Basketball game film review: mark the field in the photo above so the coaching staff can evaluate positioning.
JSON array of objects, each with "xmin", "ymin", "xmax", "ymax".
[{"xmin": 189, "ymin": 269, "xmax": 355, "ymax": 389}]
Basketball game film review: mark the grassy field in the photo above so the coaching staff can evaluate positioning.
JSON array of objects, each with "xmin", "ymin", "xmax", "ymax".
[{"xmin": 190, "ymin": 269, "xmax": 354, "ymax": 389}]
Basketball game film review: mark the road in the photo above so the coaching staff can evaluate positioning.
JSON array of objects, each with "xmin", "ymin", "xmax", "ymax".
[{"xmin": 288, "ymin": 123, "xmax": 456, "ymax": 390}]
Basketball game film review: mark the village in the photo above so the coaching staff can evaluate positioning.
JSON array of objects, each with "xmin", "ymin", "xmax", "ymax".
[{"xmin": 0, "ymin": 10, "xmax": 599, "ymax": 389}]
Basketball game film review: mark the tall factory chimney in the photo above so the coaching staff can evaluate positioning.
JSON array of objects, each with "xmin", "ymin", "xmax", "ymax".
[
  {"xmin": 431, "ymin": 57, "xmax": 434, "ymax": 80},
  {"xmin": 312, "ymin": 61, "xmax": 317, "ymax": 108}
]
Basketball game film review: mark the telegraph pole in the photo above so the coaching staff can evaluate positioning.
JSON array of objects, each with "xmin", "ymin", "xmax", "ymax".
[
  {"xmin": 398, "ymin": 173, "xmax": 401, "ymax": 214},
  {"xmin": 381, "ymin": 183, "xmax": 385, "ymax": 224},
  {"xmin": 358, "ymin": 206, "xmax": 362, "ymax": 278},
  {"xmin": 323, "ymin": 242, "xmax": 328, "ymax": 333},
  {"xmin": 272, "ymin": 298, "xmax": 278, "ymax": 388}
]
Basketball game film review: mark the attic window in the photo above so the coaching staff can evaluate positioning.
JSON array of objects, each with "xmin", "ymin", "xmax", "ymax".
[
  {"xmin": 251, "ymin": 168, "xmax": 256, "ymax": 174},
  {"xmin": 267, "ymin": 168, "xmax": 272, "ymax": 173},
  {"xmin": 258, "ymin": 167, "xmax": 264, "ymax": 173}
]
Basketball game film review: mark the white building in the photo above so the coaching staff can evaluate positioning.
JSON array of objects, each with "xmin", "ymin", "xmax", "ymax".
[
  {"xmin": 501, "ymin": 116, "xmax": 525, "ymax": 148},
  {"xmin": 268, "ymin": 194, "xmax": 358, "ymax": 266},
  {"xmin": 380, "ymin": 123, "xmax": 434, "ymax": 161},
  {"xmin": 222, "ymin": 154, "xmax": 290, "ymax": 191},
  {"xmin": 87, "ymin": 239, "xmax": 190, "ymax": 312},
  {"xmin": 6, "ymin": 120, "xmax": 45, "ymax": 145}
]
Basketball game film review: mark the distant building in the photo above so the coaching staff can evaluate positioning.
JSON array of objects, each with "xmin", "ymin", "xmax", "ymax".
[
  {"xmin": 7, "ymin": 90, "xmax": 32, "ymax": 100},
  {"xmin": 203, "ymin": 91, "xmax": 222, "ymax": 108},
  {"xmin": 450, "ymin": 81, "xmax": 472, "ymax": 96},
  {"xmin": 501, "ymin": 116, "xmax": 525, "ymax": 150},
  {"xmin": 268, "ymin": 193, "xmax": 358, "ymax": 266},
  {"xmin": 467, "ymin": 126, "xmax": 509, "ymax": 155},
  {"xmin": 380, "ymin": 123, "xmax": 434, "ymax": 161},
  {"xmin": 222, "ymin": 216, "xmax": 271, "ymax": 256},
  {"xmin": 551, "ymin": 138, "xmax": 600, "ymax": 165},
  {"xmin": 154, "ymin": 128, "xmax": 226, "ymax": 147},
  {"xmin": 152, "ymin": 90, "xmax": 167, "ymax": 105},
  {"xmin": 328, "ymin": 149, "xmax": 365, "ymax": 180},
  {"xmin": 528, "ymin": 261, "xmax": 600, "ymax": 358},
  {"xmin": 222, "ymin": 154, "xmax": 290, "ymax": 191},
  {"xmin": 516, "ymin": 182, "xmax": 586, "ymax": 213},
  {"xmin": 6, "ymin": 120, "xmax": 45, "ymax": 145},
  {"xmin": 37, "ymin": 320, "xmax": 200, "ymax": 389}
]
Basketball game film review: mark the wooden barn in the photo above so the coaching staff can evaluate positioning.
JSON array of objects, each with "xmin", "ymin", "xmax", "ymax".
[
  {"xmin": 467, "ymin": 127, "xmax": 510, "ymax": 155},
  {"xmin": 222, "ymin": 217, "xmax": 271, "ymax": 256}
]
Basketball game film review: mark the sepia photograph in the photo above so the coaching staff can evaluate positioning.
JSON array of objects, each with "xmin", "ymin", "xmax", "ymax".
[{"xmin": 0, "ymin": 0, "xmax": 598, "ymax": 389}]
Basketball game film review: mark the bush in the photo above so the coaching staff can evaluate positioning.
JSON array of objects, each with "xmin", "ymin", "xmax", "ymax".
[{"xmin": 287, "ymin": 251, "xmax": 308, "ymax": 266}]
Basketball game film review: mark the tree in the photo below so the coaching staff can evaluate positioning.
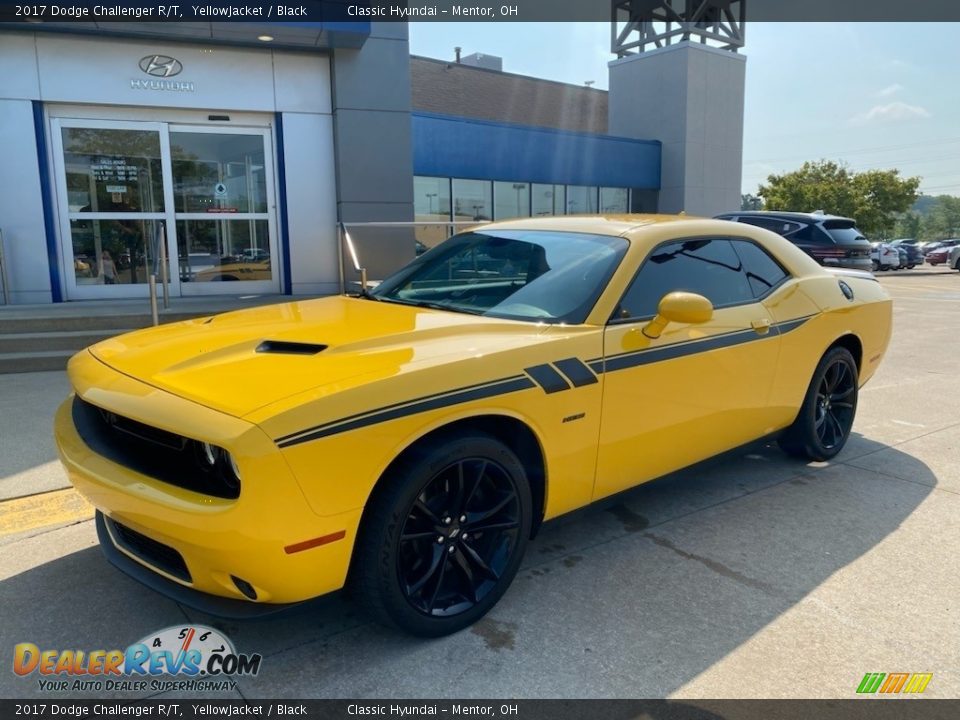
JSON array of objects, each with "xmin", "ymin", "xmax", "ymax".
==*==
■ **How to complete this task**
An exact copy of the entries above is required; pictures are not part of it.

■ **Answer area**
Basketball game film review: mark the field in the photo above so the coaching staff can evaluate positioning.
JSON array of objects, each with "xmin", "ymin", "xmax", "ymax".
[{"xmin": 189, "ymin": 269, "xmax": 355, "ymax": 389}]
Basketball game film review: mark the grassy field in the photo above so the coaching staff can evaluate positioning.
JSON array of objects, each with "xmin", "ymin", "xmax", "ymax".
[{"xmin": 190, "ymin": 269, "xmax": 354, "ymax": 389}]
Basketball game film review: mark the road in the photo above so the coaching staff can evaluate positioning.
JSON array of objects, each with "xmin", "ymin", "xmax", "ymax".
[{"xmin": 288, "ymin": 123, "xmax": 456, "ymax": 390}]
Basketball game film review: mark the village in the photo above so the coaching staff can evaluate positioning.
JSON array of objects, each with "xmin", "ymin", "xmax", "ymax".
[{"xmin": 0, "ymin": 10, "xmax": 599, "ymax": 389}]
Basketball game film review: mark the tall factory chimney in the photo above so the coaching staff can evaluate positioning.
JSON array of objects, each with "xmin", "ymin", "xmax", "ymax".
[
  {"xmin": 431, "ymin": 57, "xmax": 434, "ymax": 80},
  {"xmin": 312, "ymin": 61, "xmax": 317, "ymax": 108}
]
Basketball game film review: mark the telegraph pole in the photo above so the coaching staff can evaluate positioning.
JSON array of objects, each with "xmin", "ymin", "xmax", "ymax".
[
  {"xmin": 398, "ymin": 173, "xmax": 401, "ymax": 214},
  {"xmin": 381, "ymin": 183, "xmax": 385, "ymax": 224},
  {"xmin": 358, "ymin": 206, "xmax": 362, "ymax": 278},
  {"xmin": 323, "ymin": 242, "xmax": 328, "ymax": 333},
  {"xmin": 272, "ymin": 298, "xmax": 278, "ymax": 388}
]
Basketball game film review: mark the attic window in the photo above so the coaching staff can evaluate positioning.
JSON array of objects, each with "xmin", "ymin", "xmax", "ymax".
[
  {"xmin": 251, "ymin": 168, "xmax": 256, "ymax": 174},
  {"xmin": 267, "ymin": 168, "xmax": 272, "ymax": 173},
  {"xmin": 258, "ymin": 167, "xmax": 264, "ymax": 173}
]
Basketball game film review: mark the white building in the photo above so the coaching staff can evaluate positioning.
JSON array of objects, each with "xmin", "ymin", "xmax", "ymax".
[
  {"xmin": 501, "ymin": 116, "xmax": 525, "ymax": 148},
  {"xmin": 268, "ymin": 194, "xmax": 358, "ymax": 266},
  {"xmin": 380, "ymin": 123, "xmax": 434, "ymax": 161},
  {"xmin": 222, "ymin": 154, "xmax": 290, "ymax": 191},
  {"xmin": 87, "ymin": 239, "xmax": 190, "ymax": 312},
  {"xmin": 6, "ymin": 120, "xmax": 45, "ymax": 145}
]
Basketball game film review: mark the distant building in the photo above so the coaching staff can evaluate positioning.
JSON array of objects, each with "xmin", "ymin", "xmax", "ymax".
[
  {"xmin": 7, "ymin": 90, "xmax": 32, "ymax": 100},
  {"xmin": 203, "ymin": 91, "xmax": 222, "ymax": 108},
  {"xmin": 450, "ymin": 81, "xmax": 472, "ymax": 96},
  {"xmin": 501, "ymin": 116, "xmax": 525, "ymax": 150},
  {"xmin": 268, "ymin": 193, "xmax": 358, "ymax": 266},
  {"xmin": 467, "ymin": 126, "xmax": 509, "ymax": 155},
  {"xmin": 380, "ymin": 123, "xmax": 434, "ymax": 161},
  {"xmin": 222, "ymin": 216, "xmax": 271, "ymax": 256},
  {"xmin": 551, "ymin": 138, "xmax": 600, "ymax": 165},
  {"xmin": 154, "ymin": 128, "xmax": 226, "ymax": 147},
  {"xmin": 152, "ymin": 90, "xmax": 167, "ymax": 105},
  {"xmin": 328, "ymin": 149, "xmax": 365, "ymax": 180},
  {"xmin": 528, "ymin": 261, "xmax": 600, "ymax": 358},
  {"xmin": 222, "ymin": 154, "xmax": 290, "ymax": 191},
  {"xmin": 516, "ymin": 182, "xmax": 586, "ymax": 213},
  {"xmin": 6, "ymin": 120, "xmax": 45, "ymax": 145},
  {"xmin": 37, "ymin": 320, "xmax": 200, "ymax": 389}
]
Basketball game film review: mark the wooden barn in the photo above so the coaching staff can evaluate positioning.
JSON array of objects, each with "xmin", "ymin", "xmax", "ymax".
[
  {"xmin": 467, "ymin": 127, "xmax": 510, "ymax": 155},
  {"xmin": 222, "ymin": 217, "xmax": 271, "ymax": 256}
]
Basketball game film review: mark the sepia photograph in the photo above so the coaching staff can evaluate positioning.
JSON array of objects, each with "xmin", "ymin", "xmax", "ymax".
[{"xmin": 0, "ymin": 0, "xmax": 598, "ymax": 389}]
Basketball game film review: mark the bush in the photo above so the coaching staff can evaluate positioning.
JSON array of objects, each with "xmin", "ymin", "xmax", "ymax".
[{"xmin": 287, "ymin": 251, "xmax": 308, "ymax": 266}]
Basketball game film review: mark the tree in the photo below so the coaching staff can evaluate positioning.
JSON array of objects, each with "xmin", "ymin", "xmax", "ymax".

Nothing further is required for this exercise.